Problem to solve: Give back every entry below, exactly as written.

Provided data:
= Beginning of Section =

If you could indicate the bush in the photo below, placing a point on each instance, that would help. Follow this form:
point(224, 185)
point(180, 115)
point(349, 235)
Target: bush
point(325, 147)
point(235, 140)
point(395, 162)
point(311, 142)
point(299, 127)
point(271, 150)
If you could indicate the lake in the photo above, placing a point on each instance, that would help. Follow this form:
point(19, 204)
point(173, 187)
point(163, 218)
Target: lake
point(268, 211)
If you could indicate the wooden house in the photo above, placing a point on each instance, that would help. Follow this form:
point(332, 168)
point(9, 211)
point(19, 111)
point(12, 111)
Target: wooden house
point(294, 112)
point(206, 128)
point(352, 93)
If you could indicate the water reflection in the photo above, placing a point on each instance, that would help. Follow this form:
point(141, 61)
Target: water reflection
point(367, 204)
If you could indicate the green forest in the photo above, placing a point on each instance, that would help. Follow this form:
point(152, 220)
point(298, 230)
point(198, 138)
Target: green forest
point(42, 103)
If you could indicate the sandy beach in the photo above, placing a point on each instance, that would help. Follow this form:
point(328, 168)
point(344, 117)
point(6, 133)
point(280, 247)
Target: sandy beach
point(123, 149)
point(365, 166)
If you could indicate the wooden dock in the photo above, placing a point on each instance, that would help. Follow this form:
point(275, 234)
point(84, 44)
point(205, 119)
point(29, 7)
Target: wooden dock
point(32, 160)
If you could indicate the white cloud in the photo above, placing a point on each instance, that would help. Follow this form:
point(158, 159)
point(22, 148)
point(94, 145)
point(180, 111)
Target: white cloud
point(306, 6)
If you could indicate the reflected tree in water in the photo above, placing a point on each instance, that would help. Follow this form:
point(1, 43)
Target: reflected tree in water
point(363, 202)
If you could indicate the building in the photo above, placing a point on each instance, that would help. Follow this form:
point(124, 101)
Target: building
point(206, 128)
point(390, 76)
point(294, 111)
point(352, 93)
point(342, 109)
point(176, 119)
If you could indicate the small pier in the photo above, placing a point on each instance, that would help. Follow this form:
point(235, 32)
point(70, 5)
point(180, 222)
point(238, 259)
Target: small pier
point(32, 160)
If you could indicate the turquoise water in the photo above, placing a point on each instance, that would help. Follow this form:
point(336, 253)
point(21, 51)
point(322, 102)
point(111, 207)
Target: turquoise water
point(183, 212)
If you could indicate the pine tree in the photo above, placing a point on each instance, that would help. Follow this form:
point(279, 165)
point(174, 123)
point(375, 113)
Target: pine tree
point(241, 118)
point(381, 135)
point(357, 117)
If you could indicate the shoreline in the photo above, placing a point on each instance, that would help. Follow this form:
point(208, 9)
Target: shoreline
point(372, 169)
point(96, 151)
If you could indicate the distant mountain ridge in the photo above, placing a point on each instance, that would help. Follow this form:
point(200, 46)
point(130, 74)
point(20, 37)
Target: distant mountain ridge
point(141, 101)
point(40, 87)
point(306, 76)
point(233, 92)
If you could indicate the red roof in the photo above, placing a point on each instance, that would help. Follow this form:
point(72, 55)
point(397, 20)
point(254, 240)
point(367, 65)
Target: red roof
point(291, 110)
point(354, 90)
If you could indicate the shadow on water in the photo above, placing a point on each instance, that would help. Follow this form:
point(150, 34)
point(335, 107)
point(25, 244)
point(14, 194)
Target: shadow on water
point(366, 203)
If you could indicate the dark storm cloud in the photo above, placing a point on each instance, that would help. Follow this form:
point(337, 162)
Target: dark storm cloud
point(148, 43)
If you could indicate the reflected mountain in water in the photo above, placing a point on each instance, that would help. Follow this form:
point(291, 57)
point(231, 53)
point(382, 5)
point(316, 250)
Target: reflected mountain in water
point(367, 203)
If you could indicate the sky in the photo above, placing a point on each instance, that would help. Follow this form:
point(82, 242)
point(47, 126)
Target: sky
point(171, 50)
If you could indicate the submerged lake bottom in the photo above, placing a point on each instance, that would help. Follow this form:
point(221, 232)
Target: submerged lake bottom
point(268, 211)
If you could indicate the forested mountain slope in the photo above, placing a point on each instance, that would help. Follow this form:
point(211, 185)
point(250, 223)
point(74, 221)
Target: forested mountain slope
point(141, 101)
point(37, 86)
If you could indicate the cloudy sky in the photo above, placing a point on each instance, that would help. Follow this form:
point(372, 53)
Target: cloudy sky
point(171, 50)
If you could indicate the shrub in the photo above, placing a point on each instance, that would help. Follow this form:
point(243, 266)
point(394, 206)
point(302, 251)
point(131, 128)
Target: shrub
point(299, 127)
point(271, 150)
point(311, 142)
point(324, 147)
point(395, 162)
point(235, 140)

= End of Section =

Written response:
If you could indicate the bush in the photo below, placing a point on each instance, that would help. Follow this form:
point(224, 185)
point(180, 115)
point(349, 235)
Target: bush
point(325, 147)
point(235, 140)
point(395, 162)
point(311, 142)
point(299, 127)
point(271, 150)
If you could indicate the lake in the photo above, placing a point on each instance, that would help. Follow this form:
point(19, 204)
point(173, 187)
point(163, 218)
Target: lake
point(268, 211)
If you could indicate the wooden house in the photo above, placing a point on each instance, that would help. Follow this form:
point(332, 168)
point(9, 211)
point(19, 111)
point(12, 111)
Target: wooden house
point(294, 112)
point(206, 128)
point(352, 93)
If you could indicate the water reflection in the photo above, placing a point on each instance, that would help. Follow this form:
point(141, 61)
Target: water reflection
point(367, 204)
If you could indicate the green forest in the photo above, placing a point on each instance, that would help. Follow this form:
point(152, 220)
point(298, 230)
point(198, 138)
Target: green forest
point(42, 103)
If you could indicate the sandy beach in the photo above, placing a point on each instance, that would help. Follow this form:
point(328, 168)
point(344, 117)
point(6, 133)
point(280, 247)
Target: sandy beach
point(123, 149)
point(365, 166)
If you could indicate the wooden dock in the photo above, placing a point on each instance, that would help. Follow this form:
point(275, 234)
point(84, 44)
point(205, 119)
point(29, 7)
Target: wooden dock
point(32, 160)
If you could indicate the white cloud in the photo above, placing a point on each instance, that would help. Follow this form:
point(158, 159)
point(22, 148)
point(94, 145)
point(180, 111)
Target: white cloud
point(306, 6)
If you could indicate the reflected tree in water in the photo above, placing a point on each instance, that would help. Follow this form:
point(1, 43)
Target: reflected tree in water
point(363, 202)
If you could indicate the building in the photo above, placing a point on each instance, that would help. Follow this form:
point(124, 101)
Target: building
point(206, 128)
point(390, 76)
point(294, 111)
point(352, 93)
point(342, 109)
point(176, 119)
If you could indicate the small pier in the photo above, placing a point on each instance, that would help. Follow this form:
point(235, 32)
point(70, 5)
point(180, 222)
point(238, 259)
Target: small pier
point(32, 160)
If you could indicate the turquoise water in the photo above, placing a point on each instance, that would help. Follow this form:
point(336, 253)
point(21, 51)
point(322, 102)
point(111, 207)
Target: turquoise water
point(183, 212)
If you could indicate the pine tree in the photo above, placing a point on each instance, that would help. Follow this form:
point(279, 165)
point(174, 123)
point(375, 113)
Target: pine tree
point(241, 118)
point(381, 135)
point(357, 117)
If you could indicate the shoreline in the photo above, placing a point on each instance, that would help. Follow this form:
point(208, 9)
Target: shoreline
point(372, 169)
point(96, 151)
If you could indicate the distant mountain ridge in the photo above, placing a point on each instance, that would help. Follow this form:
point(200, 46)
point(130, 74)
point(20, 37)
Target: distant mountain ridge
point(141, 101)
point(40, 87)
point(306, 76)
point(233, 92)
If you could indicate the red roof in the photo above, placing a point on each instance, that would help. Follow this form:
point(72, 55)
point(397, 20)
point(254, 240)
point(367, 65)
Target: red roof
point(291, 110)
point(354, 90)
If you could indicate the shadow on water in the photo above, placing a point on each instance, that would help. Follow this form:
point(150, 34)
point(335, 107)
point(25, 244)
point(14, 194)
Target: shadow on water
point(366, 203)
If you could indicate the dark storm cloud in the photo above, placing a point on each instance, that would help. Follow this form:
point(337, 162)
Target: dark storm cloud
point(148, 43)
If you could indicate the reflected mountain in water in the photo above, placing a point on each instance, that would help. Follow this form:
point(291, 57)
point(231, 53)
point(382, 5)
point(316, 250)
Target: reflected mountain in water
point(367, 203)
If you could indicate the sky in the photo above, placing a point on each instance, that would help. Follow this form:
point(82, 242)
point(47, 126)
Target: sky
point(171, 50)
If you could indicate the submerged lake bottom in the photo above, placing a point on each instance, that would help. Follow this form:
point(221, 232)
Target: submerged lake bottom
point(268, 211)
If you could indicate the forested mountain slope in the photo above, placing a point on each instance, that would help. Follow this form:
point(211, 185)
point(250, 223)
point(74, 221)
Target: forested mountain slope
point(141, 101)
point(37, 86)
If you could indicate the cloudy sky in the photo above, placing a point on each instance, that would help. Follow this form:
point(372, 53)
Target: cloudy sky
point(171, 50)
If you could indicate the shrub in the photo above, placing a point on each instance, that would help. Follow this form:
point(243, 266)
point(394, 206)
point(302, 251)
point(131, 128)
Target: shrub
point(299, 127)
point(271, 150)
point(311, 142)
point(324, 147)
point(395, 162)
point(235, 140)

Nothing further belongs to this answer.